Give them space to talk if they want to. Let them know their feelings make sense. If they don’t make sense to you, be curious about why they make sense to them, without trying to change them. If they sense you are trying to talk them out of how they are feeling, they’ll just stop talking to you and that’s when we lose our capacity to influence them. Rather than telling them that they are wrong, try to understand why they think they are right. Their capacity for abstract thinking is growing and they may have wisdom that hasn’t been obvious to you.

Share your thoughts, but validate theirs and let them know that you respect their opinions, even if you might not agree with them. Correct any misinformation.

Emotion is important and is there to activate us to change the things that don’t feel right for us. Invite them to explore how they might direct their energy into facilitating the change they want to see. It might be by educating themselves more in the issues at heart, joining a peaceful protest, donating money to the cause, reflecting on how they can do better in their own part of the world.

※

- [Set problem A]:
Answer each question from the advice passage on responding to their feelings, one line per answer.
(i) What does the passage say happens if they sense you are trying to talk them out of how they feel?
(ii) What does the passage say to correct?
(iii) What does the passage say emotion is there to do?
- [Set problem B]: Carry on the advice passage on responding to their feelings, picking up after its final sentence.

※

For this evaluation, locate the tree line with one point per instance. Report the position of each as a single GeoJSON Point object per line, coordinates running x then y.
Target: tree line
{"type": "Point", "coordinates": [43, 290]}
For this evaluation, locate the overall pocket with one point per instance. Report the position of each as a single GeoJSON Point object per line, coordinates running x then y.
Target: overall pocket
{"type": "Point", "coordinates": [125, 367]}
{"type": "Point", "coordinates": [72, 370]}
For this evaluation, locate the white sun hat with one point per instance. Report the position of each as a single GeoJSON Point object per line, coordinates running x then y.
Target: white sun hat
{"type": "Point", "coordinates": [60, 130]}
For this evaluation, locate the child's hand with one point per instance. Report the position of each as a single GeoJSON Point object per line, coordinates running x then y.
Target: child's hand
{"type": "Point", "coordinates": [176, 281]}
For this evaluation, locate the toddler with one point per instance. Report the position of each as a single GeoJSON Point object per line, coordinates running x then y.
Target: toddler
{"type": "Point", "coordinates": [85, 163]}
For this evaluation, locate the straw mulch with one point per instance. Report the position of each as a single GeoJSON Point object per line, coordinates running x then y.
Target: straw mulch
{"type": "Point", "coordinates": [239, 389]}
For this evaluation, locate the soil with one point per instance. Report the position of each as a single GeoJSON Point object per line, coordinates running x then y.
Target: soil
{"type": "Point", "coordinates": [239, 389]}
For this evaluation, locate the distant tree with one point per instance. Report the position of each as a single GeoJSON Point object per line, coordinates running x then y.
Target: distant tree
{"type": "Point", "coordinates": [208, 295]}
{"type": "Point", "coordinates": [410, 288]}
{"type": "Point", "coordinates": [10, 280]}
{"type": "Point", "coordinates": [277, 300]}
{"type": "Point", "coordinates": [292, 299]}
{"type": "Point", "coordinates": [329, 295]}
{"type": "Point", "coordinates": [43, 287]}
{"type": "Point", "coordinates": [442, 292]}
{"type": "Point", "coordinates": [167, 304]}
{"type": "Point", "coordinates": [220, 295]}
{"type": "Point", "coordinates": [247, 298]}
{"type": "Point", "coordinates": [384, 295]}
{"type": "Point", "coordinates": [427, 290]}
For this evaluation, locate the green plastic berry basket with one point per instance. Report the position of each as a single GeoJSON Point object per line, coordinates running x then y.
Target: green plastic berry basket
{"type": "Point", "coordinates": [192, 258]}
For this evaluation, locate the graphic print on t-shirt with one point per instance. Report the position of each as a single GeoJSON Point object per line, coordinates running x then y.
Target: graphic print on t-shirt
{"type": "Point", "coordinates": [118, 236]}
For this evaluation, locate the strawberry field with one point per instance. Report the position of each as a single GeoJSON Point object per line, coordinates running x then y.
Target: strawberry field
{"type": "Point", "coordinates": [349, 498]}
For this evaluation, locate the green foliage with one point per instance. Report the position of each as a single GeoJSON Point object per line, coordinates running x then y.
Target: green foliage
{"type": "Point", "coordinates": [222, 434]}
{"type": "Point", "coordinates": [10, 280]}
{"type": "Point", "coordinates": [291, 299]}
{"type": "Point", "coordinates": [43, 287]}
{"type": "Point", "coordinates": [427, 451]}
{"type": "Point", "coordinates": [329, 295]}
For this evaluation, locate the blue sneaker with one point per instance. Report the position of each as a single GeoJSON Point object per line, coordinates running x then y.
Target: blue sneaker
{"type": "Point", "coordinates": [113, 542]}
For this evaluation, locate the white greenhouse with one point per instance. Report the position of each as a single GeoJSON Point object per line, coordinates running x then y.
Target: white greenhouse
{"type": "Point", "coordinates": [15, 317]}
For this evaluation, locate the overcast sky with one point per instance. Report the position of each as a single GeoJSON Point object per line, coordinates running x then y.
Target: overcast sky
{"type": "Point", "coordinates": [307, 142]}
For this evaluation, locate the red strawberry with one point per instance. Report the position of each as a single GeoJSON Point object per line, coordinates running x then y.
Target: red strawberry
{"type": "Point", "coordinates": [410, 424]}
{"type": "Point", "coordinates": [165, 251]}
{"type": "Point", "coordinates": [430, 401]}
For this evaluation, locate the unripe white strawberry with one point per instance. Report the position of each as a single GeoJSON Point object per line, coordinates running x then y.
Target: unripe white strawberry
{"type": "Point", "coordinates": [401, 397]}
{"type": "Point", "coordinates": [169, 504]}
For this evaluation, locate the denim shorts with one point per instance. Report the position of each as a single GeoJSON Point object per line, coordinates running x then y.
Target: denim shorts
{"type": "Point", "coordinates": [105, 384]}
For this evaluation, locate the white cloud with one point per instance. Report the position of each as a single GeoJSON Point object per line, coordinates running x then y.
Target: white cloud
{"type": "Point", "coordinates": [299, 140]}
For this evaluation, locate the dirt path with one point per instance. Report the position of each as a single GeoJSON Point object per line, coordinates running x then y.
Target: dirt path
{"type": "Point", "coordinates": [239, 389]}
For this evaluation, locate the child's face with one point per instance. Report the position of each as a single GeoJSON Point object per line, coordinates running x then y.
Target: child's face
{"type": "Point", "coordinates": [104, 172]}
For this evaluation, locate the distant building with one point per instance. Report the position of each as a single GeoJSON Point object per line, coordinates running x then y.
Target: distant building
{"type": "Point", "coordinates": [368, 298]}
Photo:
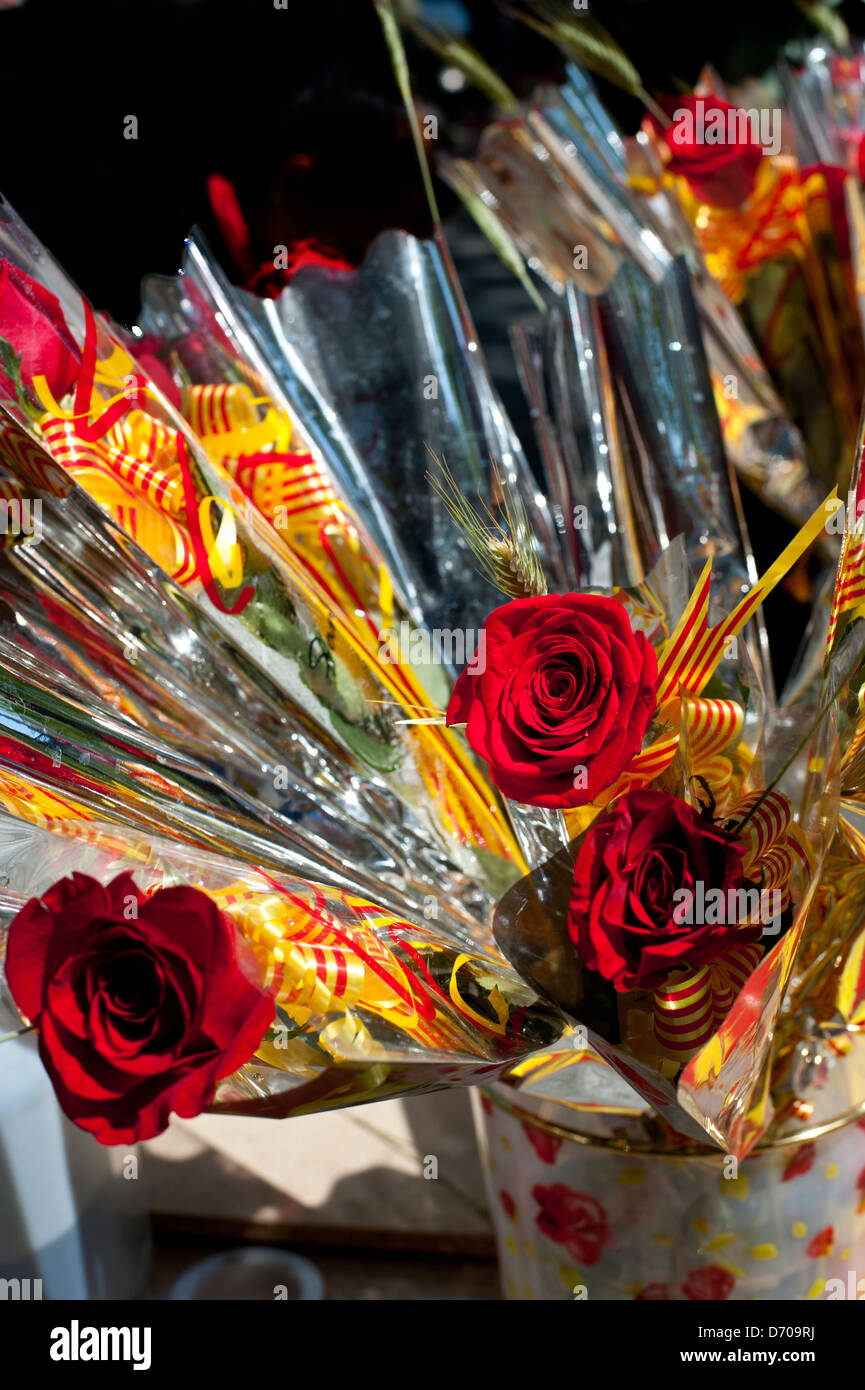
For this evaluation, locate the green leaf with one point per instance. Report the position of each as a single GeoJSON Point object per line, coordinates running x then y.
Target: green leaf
{"type": "Point", "coordinates": [826, 21]}
{"type": "Point", "coordinates": [461, 54]}
{"type": "Point", "coordinates": [586, 39]}
{"type": "Point", "coordinates": [492, 228]}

※

- [Task answer A]:
(i) They'll stop talking to you, and that's when we lose our capacity to influence them.
(ii) Any misinformation.
(iii) To activate us to change the things that don't feel right for us.

- [Task answer B]:
They might not want to talk, and that’s okay. People respond to things in different ways. They might be talking to friends, doing their own research, quietly reflecting, or they might be so confused about what’s happening that the words are lost for now. They don’t have to talk if they don’t want to. What’s more important is that they listen and reflect on injustice, and realise there are things they can do in their own circles to make the world safer and kinder.

Many teens might also be feeling shame about their privilege. Shame can too easily bring resentment and cynicism to claw at their door. Listen and validate what they are saying, and remind them that these feelings are there for a reason – to move them into action. The problem isn’t that they are privileged, the problem is that the things that bind together to make them privileged, are actually rights that should be available to everyone. The problem is also that some people, because of their privilege, believe others aren’t as entitled. Let them know their shame makes sense, but encourage them to hear it as a call to action rather than feeling stifled by it. This can start by calling out any behaviour that belittles others. There are many things that will lead to change – self-reflection, learning, speaking out against wrong. Shame isn’t one of them

For all kids

Preserve their hope.

Whatever their age, show them images or tell them the stories that speak to the good in humanity. We also need to preserve their sense of hope to protect them from becoming cynical. We want our children feeling empowered and with a felt sense that they can be a vital part of the healing. Talk to them about the books they can read to educate themselves on the issue, their power to speak out against injustice, or any opportunities in their own circle to make sure people feel valued, celebrated, and safe.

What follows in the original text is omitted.